Problem to solve -
The listing below should be written out exactly; please include all of it.

▬▬▬

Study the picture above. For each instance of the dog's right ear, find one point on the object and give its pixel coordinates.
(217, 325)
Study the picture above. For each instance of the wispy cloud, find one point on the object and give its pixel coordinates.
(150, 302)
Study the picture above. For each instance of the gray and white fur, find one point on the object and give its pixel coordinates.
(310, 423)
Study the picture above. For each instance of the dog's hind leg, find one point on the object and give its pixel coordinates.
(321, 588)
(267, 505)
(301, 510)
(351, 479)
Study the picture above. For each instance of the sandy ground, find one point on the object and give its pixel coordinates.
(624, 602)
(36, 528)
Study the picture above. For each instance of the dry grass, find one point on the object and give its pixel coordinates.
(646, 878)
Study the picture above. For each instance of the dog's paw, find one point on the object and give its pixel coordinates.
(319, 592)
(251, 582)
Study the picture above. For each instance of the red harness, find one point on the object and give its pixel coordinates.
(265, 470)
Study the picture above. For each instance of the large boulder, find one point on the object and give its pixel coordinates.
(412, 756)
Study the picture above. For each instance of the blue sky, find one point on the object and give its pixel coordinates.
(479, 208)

▬▬▬

Response for this exercise -
Study the picture above. For each instance of the dog's right ear, find one point on the object and give its pixel coordinates.
(217, 325)
Study the picture above. For each instance of the wispy cloud, find one point on the object and give its pixel coordinates.
(150, 302)
Study the picture above. For each instance of the gray and white fur, find one point on the object and give its pixel coordinates.
(310, 423)
Study the picture above. For each instance of the dog's hind leg, find one point on the object and give its pixel coordinates.
(321, 588)
(267, 505)
(301, 510)
(351, 479)
Study the picture above. For each instance of the sandy ground, find one point on the object and give its pixel coordinates.
(624, 602)
(36, 528)
Study the picture above. For each instance of the dry grass, find one point on the object and give its pixel coordinates.
(646, 878)
Study the picture above. For each instance of the dog's paw, find one point on the object and give its pixel coordinates.
(319, 592)
(251, 582)
Study the picture above. For each instance of the red harness, find one point on the object and give its pixel coordinates.
(265, 470)
Study the picture above. For each instance of the large boulder, find one point on the object and give its pixel coordinates.
(412, 756)
Study the picture above. For each instance of the blue sky, find one point on the object and give its pixel coordinates.
(479, 208)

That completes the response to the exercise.